Tujuan 1: Tulis ulang baris-baris catatan tanpa mengubah apa pun, mulai dari baris yang memuat "the bird's foot." sampai baris yang memuat "small brown bird.". Kedua baris batas itu ikut disalin.

Artikel:
Argumentasi berikutnya adalah dari mereka yang masih aktif sebagai ADK. Mayoritas dari mereka (untuk menghindari pola generalisasi karena saya percaya adanya devian) semacam mengalami kejenuhan dalam melakukan kreasi atau bahkan inovasi dakwah. Mereka ini memang yang tengah berjubel di lapangan dan terkadang merasa ‘paling’ dari lainnya baik eksternal maupun internal. Kadang diskusi dengan senior yang berada pada kehidupan pasca kampus dilakukan hanya di awal kepengurusan atau bisa jadi enggan berdiskusi dengan beberapa pihak hanya karena ada ‘selentingan’ masuk sehingga mengurungkan diri. Mereka ini hendak membentuk citra baru ADK yang berbeda. Lain daripada yang lain bahkan dari sebelumnya. Mencoba beragam cara tapi kerap lupa istiqomah sebagai kunci utama keberhasilan. Mereka seolah lupa bahwa tidak ada perbedaan bagi aktivis dakwah (kampus) bahwa rahasia menjadi ADK karena melaksanakan perintahNya sebagaimana termaktub dalam Surat An-Nahl ayat 125. Alasannya karena itulah perintah Tuhan. Bahkan di sini juga karena niatan (kadang diejawantahkan dalam program) membuat citra baru dakwah kampus yang seolah berbeda mereka tidak lagi ajeg akan konsepsi usrah tadi. Qiyadah menginginkan begini, jundi inginnya begitu. Bahkan syuro’ kerap minim peserta dengan dalih kesibukan kuliah atau amanah lain. Dus, yang terjadi bukan proses tabayyun atau klarifikasi malah justifikasi. Masing-masing mempersepsi ini itu dan itu menjadi pedoman. Akhirnya saling ‘mengeluhkan’ diri satu sama lain dan itu biasanya curhat. Ironisnya curhatnya di media sosial dan seolah melupakan konsep usrah tadi. Inilah mengapa saya katakan konsep usrah saat ini melumer dan berdampak tidak komprehensifnya masing-masing personel memahami diri mereka dan ketidaktepatan untuk tak mengatakannya sebagai kesalahan, dalam mengekspresikan problematika dakwah yang dihadapi. Mereka ini kadang juga karena ketidakutuhan memahami konsep usrah masih bisa menerima ‘selentingan’ bahwa aktivitas dakwah ini hanya milik sekelompok dan tertutup atas kelompok lain. Ini terjadi pada mereka yanh aktif tidak hanya di organisasi dakwah. Alih-alih ia bisa mewarnai ‘tempat lain’ tersebut yang terjadi malah sebaliknya. Sesuatu yang mestinya tidak perlu terjadi jika sedari awal yang terjadi adalah pemahaman bukan sekedar ‘tahu’.

Data yang Diberikan:
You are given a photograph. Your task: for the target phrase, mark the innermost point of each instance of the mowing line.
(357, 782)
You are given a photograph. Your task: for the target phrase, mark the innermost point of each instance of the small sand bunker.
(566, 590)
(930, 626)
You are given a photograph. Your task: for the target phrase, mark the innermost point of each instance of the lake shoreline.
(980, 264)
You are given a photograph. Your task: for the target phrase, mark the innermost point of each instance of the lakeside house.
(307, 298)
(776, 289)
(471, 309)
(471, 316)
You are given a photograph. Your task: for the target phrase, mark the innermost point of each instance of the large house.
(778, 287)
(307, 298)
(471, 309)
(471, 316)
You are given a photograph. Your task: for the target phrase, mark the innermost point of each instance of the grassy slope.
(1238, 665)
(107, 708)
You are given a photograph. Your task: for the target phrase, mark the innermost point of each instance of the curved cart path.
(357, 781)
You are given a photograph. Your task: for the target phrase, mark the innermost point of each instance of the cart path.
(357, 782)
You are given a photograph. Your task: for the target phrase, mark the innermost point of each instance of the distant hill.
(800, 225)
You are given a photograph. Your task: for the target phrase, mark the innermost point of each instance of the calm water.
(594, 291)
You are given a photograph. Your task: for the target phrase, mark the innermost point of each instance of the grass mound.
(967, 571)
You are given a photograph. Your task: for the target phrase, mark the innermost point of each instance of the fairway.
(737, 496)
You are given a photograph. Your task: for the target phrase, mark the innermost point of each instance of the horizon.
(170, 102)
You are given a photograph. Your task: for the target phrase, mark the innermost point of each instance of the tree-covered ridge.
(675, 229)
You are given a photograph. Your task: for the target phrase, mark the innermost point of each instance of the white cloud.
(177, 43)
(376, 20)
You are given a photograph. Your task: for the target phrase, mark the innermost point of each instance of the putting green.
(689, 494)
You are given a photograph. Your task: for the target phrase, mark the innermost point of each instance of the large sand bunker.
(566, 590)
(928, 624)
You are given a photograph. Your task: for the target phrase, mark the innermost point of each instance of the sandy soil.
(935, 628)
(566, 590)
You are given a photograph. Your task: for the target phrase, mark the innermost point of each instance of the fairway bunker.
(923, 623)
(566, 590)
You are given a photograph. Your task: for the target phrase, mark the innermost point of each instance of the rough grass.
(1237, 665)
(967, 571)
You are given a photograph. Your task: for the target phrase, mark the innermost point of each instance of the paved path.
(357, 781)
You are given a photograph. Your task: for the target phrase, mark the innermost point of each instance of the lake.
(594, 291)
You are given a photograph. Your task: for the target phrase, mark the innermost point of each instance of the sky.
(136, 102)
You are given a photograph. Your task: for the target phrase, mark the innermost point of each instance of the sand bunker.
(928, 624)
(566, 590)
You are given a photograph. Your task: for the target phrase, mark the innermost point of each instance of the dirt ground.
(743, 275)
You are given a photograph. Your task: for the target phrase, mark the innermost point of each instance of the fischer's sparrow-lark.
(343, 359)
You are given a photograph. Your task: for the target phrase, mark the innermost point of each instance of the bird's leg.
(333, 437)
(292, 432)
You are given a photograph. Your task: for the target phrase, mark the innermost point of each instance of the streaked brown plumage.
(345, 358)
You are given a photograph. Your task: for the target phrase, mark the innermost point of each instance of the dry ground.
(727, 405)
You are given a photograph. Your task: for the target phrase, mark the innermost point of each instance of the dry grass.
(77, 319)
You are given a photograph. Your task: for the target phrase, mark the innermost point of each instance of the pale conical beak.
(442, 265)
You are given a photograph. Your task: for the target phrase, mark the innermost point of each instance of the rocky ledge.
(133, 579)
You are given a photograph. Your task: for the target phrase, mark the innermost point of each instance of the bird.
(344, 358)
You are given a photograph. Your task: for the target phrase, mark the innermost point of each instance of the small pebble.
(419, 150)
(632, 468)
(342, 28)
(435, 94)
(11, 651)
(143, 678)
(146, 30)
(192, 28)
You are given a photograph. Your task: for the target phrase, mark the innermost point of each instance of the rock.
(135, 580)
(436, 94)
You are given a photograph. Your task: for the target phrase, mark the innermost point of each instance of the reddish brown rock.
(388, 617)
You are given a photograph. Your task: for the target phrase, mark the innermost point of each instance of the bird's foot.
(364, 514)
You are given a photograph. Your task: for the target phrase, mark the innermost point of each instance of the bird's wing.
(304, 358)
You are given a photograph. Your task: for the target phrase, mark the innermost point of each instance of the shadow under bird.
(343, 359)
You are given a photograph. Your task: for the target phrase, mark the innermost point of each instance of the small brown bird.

---

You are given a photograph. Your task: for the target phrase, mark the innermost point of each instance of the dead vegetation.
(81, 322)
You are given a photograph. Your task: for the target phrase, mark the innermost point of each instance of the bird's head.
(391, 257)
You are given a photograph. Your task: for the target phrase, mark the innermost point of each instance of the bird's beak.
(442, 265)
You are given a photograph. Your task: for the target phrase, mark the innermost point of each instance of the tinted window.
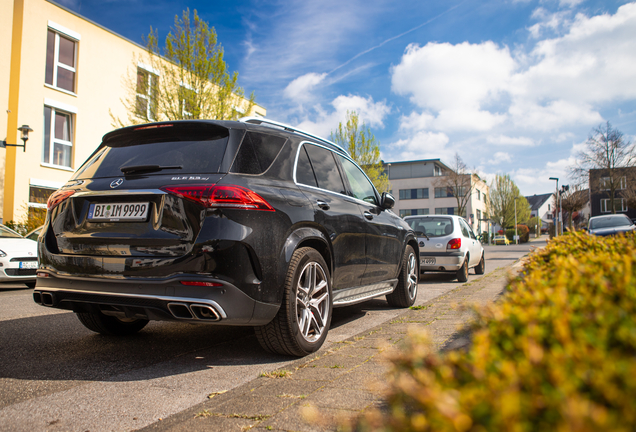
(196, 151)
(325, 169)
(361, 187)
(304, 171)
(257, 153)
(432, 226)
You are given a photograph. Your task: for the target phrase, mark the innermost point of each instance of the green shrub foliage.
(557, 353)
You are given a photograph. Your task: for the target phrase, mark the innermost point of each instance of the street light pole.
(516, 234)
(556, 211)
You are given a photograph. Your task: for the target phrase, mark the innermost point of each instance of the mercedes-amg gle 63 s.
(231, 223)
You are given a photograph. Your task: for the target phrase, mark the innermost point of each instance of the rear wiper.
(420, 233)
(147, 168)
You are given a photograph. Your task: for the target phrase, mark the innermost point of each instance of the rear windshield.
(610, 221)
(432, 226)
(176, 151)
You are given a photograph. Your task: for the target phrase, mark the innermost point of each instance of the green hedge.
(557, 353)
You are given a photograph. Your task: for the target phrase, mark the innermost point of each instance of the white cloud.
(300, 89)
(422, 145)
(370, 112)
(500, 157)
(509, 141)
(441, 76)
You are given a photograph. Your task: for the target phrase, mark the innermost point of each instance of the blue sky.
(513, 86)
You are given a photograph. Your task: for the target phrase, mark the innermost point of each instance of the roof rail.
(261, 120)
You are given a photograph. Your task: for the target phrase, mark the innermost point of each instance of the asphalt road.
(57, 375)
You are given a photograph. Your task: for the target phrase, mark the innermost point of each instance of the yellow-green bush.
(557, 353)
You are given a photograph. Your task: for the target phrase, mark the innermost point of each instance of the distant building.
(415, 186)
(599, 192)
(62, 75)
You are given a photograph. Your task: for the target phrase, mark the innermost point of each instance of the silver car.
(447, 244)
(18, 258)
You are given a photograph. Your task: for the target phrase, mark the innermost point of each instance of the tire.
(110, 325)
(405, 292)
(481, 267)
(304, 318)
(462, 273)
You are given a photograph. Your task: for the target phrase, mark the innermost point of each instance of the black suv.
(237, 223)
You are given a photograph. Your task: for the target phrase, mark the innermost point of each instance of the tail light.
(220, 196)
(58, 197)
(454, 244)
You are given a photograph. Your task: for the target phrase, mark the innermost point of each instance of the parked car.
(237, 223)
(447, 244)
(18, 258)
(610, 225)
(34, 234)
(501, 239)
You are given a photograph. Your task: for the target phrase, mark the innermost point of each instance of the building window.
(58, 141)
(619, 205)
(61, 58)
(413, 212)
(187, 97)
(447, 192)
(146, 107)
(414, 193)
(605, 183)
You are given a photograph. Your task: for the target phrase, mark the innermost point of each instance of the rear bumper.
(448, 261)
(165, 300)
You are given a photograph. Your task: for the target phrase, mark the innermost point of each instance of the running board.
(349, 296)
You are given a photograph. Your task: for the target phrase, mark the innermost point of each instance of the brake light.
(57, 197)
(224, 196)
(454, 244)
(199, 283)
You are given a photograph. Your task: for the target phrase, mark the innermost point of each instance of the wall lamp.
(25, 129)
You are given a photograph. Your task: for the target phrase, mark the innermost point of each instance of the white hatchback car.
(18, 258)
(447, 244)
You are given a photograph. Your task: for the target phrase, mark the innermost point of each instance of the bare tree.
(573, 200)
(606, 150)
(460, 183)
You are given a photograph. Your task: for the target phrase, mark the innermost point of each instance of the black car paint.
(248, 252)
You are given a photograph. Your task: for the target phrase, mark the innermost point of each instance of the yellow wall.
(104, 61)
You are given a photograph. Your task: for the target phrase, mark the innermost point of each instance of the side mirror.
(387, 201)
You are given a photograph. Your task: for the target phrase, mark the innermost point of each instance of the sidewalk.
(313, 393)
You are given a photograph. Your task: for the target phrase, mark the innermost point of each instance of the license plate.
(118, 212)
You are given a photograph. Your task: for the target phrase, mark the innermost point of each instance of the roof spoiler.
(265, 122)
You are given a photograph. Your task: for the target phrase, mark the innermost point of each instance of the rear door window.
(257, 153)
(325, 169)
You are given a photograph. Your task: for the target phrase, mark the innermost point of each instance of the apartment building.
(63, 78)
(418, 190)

==

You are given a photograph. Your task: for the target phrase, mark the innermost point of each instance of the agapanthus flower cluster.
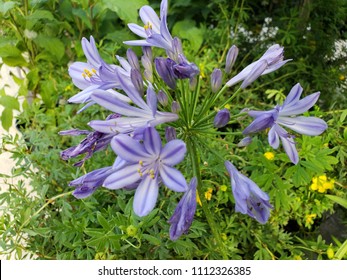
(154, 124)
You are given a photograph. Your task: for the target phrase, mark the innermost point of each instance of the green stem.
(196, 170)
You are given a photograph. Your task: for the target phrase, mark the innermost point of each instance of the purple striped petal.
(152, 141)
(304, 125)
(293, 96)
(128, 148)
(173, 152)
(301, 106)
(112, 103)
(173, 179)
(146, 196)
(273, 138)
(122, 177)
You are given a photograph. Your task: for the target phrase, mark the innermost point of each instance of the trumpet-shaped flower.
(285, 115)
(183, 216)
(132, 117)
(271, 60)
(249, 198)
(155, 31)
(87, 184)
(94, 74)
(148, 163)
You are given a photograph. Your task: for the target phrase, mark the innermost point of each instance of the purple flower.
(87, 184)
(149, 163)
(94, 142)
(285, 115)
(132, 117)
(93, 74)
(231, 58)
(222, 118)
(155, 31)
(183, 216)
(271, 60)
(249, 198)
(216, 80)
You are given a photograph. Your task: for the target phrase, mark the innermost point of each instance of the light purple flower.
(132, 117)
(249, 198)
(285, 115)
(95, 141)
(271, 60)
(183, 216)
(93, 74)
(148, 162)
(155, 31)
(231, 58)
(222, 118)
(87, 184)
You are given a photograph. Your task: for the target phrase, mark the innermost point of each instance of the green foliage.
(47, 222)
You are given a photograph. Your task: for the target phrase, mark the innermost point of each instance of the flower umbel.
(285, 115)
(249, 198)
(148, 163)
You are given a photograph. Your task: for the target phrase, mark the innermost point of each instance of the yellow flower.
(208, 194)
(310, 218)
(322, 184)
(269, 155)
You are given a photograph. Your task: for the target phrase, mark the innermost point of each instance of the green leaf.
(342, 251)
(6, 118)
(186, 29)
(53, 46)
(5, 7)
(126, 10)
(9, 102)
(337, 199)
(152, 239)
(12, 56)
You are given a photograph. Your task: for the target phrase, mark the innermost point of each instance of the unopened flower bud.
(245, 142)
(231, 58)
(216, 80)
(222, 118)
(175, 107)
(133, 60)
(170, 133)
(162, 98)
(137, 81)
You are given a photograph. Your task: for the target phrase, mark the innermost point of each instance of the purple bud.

Tujuan 2: Teruskan artikel tentang aktivis dakwah kampus mulai dari bagian tempat artikel itu berhenti.

Jawaban yang Diharapkan 1:
You are given a photograph. Your task: for the target phrase, mark the innermost point of each instance of the bird's foot.
(364, 514)
You are given a photograph. Your task: for the target phrase, mark the innermost point of each instance of the bird's wing.
(304, 358)
You are given a photograph. Your task: for the target phrase, mark the innermost point of each instance of the shadow under bird.
(343, 359)
You are given a photograph. Your task: for the target phrase, mark the innermost point of each instance of the small brown bird.

Jawaban yang Diharapkan 2:
Argumen tak kalah penting datang dari mereka yang hendak bergabung tapi masih enggan atau mereka yang berada di luar garis aktivis dakwah kampus. Mereka menilai ada eksklusivitas mereka yang mengklaim dirinya sebagai ADK mulai dari perbedaan penampilan, adanya percakapan yang berbeda sehingga merasa tidak dihormati, belum siap menjadi orang alim sampai pada stigma bahwa para ADK itu underbouw sebuah gerakan sosial politik. Banyak ragam dari mereka ini tapi rata-rata demikian.

Keluarlah Dari Comfort Zone

     Saya melihat ada kesenjangan antara persepsi mereka yang aktif, telah dan akan aktif sebagai ADK. Masing-masing terkungkung pada kotak yang dipilihnya. Kerap enggan keluar kotak lalu mendiskusikannya. Ada yang melakukan tapi itu personal bukan jama’i. Kemajuan teknologi tak jua mampu diadaptasi secara presisi. Semua masih terkungkung dalam masing-masing stigmasisasi. Ada baiknya diskusikan mulai pihak antar internal ataupun internal-eksternal. Tanpa perlu merasa harus mendatangkan siapa. Mengapa demikian? Mestinyalah para pelaku, para aktor an sich itu yang berdiskusi lalu membuat ‘rule of the game’ sendiri yang disepakati bersama. Itulah awal mula kita belajar untuk menerapkan buku yang kerap wajib dibaca dan diresensi oleh ADK tingkat mahir, buku ‘Rekayasa Sosial’ karya luar biasa tokoh Syiah Indonesia ternama, Jalaluddin Rahmat.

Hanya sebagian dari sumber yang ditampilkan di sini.